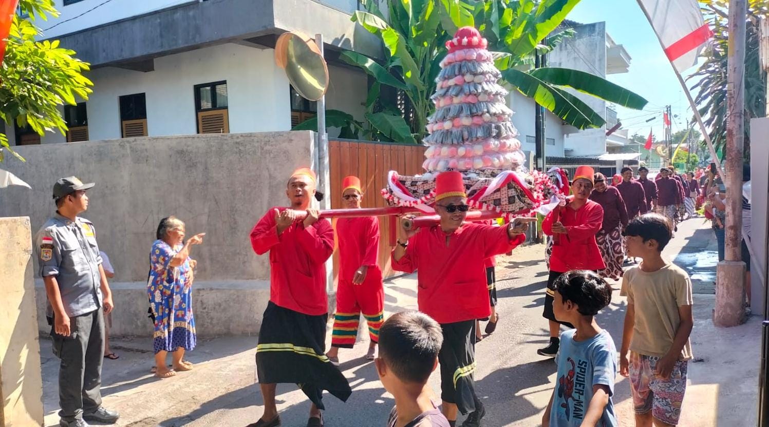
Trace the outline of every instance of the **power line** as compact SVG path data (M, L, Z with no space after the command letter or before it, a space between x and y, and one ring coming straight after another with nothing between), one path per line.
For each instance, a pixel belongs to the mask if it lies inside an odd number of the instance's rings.
M43 30L43 32L45 32L45 31L50 30L52 28L55 28L56 27L61 25L62 24L64 24L65 22L69 22L70 21L72 21L73 19L77 19L78 18L80 18L81 16L85 15L86 13L88 13L89 12L92 12L94 9L96 9L96 8L99 8L101 6L103 6L103 5L106 5L107 3L109 3L112 1L112 0L105 0L104 2L99 3L98 5L96 5L95 6L91 8L90 9L84 12L83 13L82 13L82 14L80 14L80 15L78 15L77 16L73 16L72 18L70 18L69 19L65 19L64 21L62 21L61 22L57 22L56 24L55 24L53 25L51 25L50 27L48 27L48 28L45 28L45 30Z

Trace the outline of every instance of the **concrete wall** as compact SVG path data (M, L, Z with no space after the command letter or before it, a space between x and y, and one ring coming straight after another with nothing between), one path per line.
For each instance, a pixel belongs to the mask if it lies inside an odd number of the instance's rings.
M587 71L606 77L606 23L578 25L577 34L566 38L548 55L548 65ZM606 101L567 89L584 101L601 117L606 117ZM574 127L572 130L576 131ZM568 156L594 156L606 152L606 129L588 129L568 133L564 140ZM571 151L569 151L571 149Z
M769 118L751 120L751 138L755 141L769 141ZM767 253L769 235L769 144L751 144L751 243L755 257L751 258L751 271L761 270L767 276L769 254ZM759 274L751 274L751 310L763 314L766 305L766 286Z
M0 218L0 427L43 425L29 218Z
M268 208L286 204L285 179L310 164L314 144L313 134L305 131L19 147L27 163L10 159L3 167L32 190L0 191L0 217L29 216L35 233L55 210L51 189L57 178L95 182L82 216L93 221L99 247L115 269L114 333L141 335L150 328L149 248L160 219L176 215L188 233L207 233L192 251L199 333L256 333L269 297L269 270L267 257L254 253L248 233Z

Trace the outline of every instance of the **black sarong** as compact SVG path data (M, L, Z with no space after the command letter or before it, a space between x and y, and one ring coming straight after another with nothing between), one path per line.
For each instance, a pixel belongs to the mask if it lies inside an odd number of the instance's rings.
M441 323L443 346L438 355L441 364L441 399L456 404L463 415L476 409L475 320Z
M350 383L325 355L328 319L268 303L256 347L259 382L295 383L320 409L323 390L346 402Z

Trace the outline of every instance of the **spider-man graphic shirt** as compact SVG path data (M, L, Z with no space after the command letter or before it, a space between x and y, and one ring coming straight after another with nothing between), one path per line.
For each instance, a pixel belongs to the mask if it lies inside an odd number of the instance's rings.
M612 396L617 372L617 349L605 330L583 341L574 341L577 329L561 334L561 349L555 356L558 374L550 409L551 427L578 427L593 399L593 386L609 387L609 402L604 409L598 427L618 425Z

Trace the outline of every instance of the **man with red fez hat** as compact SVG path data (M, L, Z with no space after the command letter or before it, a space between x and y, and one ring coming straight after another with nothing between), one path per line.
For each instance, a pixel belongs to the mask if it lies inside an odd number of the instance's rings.
M363 200L361 180L347 177L342 181L342 204L347 209L360 209ZM379 327L384 320L384 289L379 257L379 220L376 217L340 218L336 223L339 243L339 284L337 311L334 315L331 348L326 356L339 363L339 348L351 349L358 335L361 313L368 323L367 360L374 360Z
M480 425L486 410L475 394L475 319L491 314L485 260L505 253L525 240L528 223L504 227L464 223L469 206L462 175L444 172L435 180L438 225L407 230L392 252L392 268L418 272L419 311L441 324L444 342L441 365L441 410L451 425L458 410L470 412L463 427ZM408 239L408 241L403 239Z
M553 313L555 280L572 270L598 271L606 267L595 241L595 235L603 227L604 208L589 198L593 180L592 167L578 167L571 181L572 197L568 203L554 209L542 221L542 232L553 236L554 243L542 313L550 325L550 345L537 350L541 356L555 357L561 344L561 325L574 327L571 323L559 322Z
M670 177L670 170L660 169L660 177L657 180L657 206L660 214L667 218L671 228L674 229L678 205L683 201L681 184Z
M251 427L277 427L275 385L299 384L312 402L308 427L322 426L323 390L346 401L351 390L347 379L325 353L326 296L325 263L334 251L334 230L310 208L317 196L315 174L302 168L291 174L286 196L291 208L274 207L251 232L258 255L270 253L270 302L265 310L256 369L265 413ZM306 210L305 220L297 210Z
M628 212L628 220L646 214L647 204L646 203L646 192L644 190L644 185L633 179L633 170L630 167L622 168L622 182L615 187L622 195L622 200L624 201L625 210Z

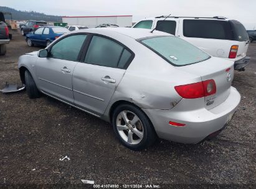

- DIRECTIONS FOR THIS TASK -
Collect each line of the entries above that contains the word "outline", and copy those lines in full.

- ANSWER TO THIS EXERCISE -
Trace the outline of every instance of the **power line** as compact SVG path data (M, L, Z with no space after the command letter or before it, a space between x and y, and one ring coming straight after another with nothing between), one path per line.
Trace the outline of every instance of the **concrete wall** as compact SVG path data (M, L, Z with no space after the command letter or before it, a space between x and y, and one ring coming straight after another with nothing between), one path per line.
Trace the outline of every instance of the **black sarong** as compact SVG path data (M, L, Z with no space after the command letter or before it, a space between x and y, and one ring coming straight after another with nothing between), one path per line.
Trace the outline of every instance of the **spider-man graphic shirt** as compact SVG path data (M, L, Z with no space after the command letter or before it, a space between x and y, and one ring coming straight after another with nothing between), one path per line.
Trace the outline of every instance of the **man with red fez hat** as compact SVG path data (M, L, Z with no space after the command letter or before it, a space between x and y, and one ring coming straight after another with nothing between), one path per line.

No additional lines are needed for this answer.